» STATED EXERCISE 1
Gather every line in the rows below that contains the word "trees". Case counts.

# Beginner Question



## Hiro Protagonist (Mar 16, 2007)

If I wanted to make a quick comic through use of computer applications, such as Adobe Photoshop, how would one go about doing this?  My drawing is fair enough when using my hands, but on the computer (I don't have a tablet) I find it hard to draw anything.

Does anyone have any ideas on how to go about doing this?  If I drew an image, I wouldn't have much trouble scanning it to my computer and coloring it in Photoshop.  The real trouble comes with getting it into a "Comic book" format.  Any tips on doing this are greatly appreciated


----------



## darkwolf (Jun 26, 2007)

Once you have the images, formatting it into a comic book format would be relatively easy. Create a new image that is the size of a comic book page. Now take your other images, resize them, then copy and paste them into the comic page image. Be sure to keep them in seperate layers and don't flatten the image. Use Edit>Transform>Scale to resize any of the smaller images once they're in the main comic page file.

(Data entries)
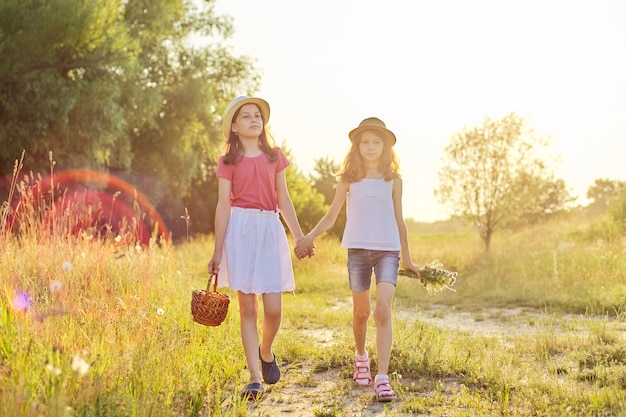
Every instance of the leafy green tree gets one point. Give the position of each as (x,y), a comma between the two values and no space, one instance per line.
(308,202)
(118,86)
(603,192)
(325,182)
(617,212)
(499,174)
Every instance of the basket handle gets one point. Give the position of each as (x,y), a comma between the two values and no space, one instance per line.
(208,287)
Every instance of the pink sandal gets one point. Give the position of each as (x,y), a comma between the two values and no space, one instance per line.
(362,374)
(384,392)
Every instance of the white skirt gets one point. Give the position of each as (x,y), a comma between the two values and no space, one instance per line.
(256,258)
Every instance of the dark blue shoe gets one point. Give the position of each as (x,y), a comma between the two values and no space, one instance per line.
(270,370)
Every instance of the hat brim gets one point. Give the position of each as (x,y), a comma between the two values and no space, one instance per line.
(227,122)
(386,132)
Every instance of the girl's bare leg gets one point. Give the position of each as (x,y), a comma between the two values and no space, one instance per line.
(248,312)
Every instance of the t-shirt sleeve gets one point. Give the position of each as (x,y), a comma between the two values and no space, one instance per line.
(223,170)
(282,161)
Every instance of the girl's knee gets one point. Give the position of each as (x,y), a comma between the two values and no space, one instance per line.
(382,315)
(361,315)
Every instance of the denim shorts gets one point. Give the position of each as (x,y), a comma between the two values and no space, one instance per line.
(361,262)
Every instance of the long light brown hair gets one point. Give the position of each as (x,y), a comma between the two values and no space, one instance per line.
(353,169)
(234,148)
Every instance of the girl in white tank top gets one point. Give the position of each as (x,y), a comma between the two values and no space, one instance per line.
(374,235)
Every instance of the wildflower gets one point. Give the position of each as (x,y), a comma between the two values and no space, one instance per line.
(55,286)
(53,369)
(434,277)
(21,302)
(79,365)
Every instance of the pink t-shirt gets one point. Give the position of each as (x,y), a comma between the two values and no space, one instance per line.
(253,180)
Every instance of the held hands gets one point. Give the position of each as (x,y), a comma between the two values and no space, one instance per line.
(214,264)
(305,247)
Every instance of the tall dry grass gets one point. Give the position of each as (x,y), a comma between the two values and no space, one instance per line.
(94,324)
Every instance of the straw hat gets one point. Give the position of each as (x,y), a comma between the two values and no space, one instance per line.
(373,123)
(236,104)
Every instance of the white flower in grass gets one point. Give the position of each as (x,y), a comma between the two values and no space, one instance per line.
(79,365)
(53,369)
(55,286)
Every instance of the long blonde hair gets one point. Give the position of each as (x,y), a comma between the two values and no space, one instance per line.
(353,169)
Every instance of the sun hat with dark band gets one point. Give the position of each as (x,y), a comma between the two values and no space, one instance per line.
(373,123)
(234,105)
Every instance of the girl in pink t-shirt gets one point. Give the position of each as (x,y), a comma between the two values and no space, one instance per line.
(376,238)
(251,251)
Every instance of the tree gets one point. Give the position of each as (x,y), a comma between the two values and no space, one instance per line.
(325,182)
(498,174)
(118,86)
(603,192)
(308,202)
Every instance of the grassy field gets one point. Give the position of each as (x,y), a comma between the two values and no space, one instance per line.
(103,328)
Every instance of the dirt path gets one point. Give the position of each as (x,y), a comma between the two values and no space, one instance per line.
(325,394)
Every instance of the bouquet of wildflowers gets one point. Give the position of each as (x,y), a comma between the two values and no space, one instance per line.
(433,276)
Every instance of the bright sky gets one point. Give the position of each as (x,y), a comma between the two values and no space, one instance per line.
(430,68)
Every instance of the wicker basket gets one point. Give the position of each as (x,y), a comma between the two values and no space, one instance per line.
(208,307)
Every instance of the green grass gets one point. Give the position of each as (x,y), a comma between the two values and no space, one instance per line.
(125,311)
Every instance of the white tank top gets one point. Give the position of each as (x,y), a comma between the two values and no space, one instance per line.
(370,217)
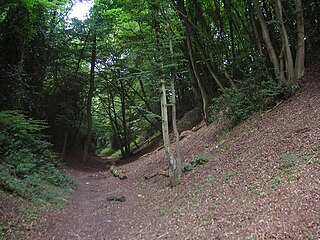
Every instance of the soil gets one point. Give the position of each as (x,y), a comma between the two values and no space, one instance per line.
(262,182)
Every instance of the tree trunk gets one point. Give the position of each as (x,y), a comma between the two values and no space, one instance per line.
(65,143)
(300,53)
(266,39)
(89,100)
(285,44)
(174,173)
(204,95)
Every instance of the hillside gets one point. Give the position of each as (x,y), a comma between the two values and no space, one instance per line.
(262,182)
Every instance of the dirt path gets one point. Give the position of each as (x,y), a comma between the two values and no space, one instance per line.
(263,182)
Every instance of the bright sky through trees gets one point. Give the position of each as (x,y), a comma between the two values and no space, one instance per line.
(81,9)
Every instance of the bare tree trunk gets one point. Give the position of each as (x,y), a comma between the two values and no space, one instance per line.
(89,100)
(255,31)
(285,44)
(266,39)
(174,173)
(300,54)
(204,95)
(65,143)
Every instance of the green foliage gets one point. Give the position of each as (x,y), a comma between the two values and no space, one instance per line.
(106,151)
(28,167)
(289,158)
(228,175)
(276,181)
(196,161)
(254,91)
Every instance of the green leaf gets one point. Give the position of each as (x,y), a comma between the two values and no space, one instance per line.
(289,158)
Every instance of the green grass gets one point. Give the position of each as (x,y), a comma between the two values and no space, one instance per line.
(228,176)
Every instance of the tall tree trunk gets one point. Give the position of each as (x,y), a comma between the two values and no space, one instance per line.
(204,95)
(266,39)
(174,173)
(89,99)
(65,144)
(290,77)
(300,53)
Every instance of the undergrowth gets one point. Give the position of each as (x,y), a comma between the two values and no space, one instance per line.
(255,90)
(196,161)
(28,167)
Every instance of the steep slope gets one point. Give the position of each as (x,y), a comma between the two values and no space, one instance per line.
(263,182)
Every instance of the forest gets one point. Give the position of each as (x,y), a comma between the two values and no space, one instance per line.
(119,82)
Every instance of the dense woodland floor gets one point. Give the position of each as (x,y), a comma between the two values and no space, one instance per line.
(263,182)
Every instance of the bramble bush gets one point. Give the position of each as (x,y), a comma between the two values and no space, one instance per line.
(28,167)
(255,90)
==
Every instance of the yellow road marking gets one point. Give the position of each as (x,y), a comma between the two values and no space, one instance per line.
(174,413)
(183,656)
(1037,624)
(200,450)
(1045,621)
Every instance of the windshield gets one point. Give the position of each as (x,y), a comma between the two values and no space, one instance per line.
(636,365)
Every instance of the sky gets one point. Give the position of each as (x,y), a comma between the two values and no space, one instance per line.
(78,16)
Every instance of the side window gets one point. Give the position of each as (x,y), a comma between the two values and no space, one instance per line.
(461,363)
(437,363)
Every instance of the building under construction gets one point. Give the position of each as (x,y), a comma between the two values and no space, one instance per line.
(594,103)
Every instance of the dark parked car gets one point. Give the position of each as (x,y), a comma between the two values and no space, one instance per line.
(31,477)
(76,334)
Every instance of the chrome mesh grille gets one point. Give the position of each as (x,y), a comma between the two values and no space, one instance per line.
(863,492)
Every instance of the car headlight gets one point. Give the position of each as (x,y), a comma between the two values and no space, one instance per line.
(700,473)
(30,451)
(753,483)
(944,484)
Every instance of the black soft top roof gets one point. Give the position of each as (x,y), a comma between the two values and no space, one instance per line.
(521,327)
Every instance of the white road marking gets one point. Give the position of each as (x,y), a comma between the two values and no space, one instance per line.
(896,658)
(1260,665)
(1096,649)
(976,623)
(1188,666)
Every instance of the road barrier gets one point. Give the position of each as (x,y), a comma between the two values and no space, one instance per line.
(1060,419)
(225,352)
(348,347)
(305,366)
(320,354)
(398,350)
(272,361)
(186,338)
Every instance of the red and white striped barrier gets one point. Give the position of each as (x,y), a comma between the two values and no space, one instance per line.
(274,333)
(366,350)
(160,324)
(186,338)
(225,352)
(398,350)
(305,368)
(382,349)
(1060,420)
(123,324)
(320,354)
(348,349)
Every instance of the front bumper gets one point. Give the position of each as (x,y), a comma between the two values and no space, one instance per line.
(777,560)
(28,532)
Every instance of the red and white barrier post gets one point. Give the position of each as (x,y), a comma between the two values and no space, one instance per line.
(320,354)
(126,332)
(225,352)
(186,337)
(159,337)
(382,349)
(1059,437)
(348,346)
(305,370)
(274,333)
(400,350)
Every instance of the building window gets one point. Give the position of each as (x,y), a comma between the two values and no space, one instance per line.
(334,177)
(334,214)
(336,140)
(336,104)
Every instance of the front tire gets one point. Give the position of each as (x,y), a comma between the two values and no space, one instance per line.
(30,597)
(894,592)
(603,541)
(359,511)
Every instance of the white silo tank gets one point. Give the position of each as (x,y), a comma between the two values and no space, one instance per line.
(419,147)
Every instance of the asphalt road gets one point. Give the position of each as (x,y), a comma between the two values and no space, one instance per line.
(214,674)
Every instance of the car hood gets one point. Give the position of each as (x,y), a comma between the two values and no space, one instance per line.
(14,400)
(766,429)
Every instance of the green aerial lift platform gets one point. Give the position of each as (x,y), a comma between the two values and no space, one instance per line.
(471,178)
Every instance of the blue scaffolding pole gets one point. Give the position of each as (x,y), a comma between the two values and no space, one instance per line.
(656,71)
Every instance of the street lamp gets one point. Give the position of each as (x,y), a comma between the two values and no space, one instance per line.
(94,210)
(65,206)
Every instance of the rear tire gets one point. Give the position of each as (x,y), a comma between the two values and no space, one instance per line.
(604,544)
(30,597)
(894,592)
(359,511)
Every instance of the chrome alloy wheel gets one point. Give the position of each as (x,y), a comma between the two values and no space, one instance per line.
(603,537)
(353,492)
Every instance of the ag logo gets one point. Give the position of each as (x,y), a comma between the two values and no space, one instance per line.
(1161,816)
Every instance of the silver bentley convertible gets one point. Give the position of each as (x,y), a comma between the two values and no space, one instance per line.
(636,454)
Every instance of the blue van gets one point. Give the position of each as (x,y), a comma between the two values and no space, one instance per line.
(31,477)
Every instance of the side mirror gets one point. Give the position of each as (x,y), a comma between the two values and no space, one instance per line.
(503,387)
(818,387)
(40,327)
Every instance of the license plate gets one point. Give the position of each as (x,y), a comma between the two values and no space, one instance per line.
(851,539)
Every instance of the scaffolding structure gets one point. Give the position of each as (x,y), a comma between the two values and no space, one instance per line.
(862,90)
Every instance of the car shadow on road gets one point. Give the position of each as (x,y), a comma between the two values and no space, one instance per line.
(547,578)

» STATED EXERCISE 2
Take the forum thread about making a comic page in Photoshop further, picking up after its last post.

» EXERCISE RESULT 1
Every instance of the bright sky through trees gets one point. Give the position of each as (x,y), a comma between the two values and no space, one instance per line.

» EXERCISE RESULT 2
When all of the images are in, arrange and scale them to taste - create a new layer that is on top of all of the other layers, fill it with 100% black, and then use the polygon lasso tool or the marquee selection tools to cut out shapes in the black layer to reveal your individual images.

You can create speech bubbles using the custom shape tool and then add your text in over the bubbles. Viola! Comic page complete.

Good luck!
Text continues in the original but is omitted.